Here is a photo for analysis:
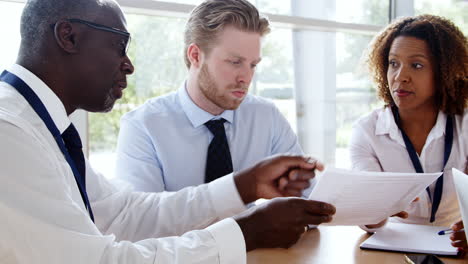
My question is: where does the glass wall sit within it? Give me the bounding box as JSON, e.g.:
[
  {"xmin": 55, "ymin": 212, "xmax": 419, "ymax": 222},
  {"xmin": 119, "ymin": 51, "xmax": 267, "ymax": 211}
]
[{"xmin": 0, "ymin": 0, "xmax": 468, "ymax": 177}]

○ ○ ○ ○

Reproduce the row above word for word, leaving out the picture.

Here is a photo for analysis:
My question is: where does the glass wall sit within it? Give me the bounding box as JSON, e.g.:
[
  {"xmin": 55, "ymin": 212, "xmax": 419, "ymax": 222},
  {"xmin": 119, "ymin": 51, "xmax": 267, "ymax": 211}
]
[{"xmin": 0, "ymin": 0, "xmax": 468, "ymax": 177}]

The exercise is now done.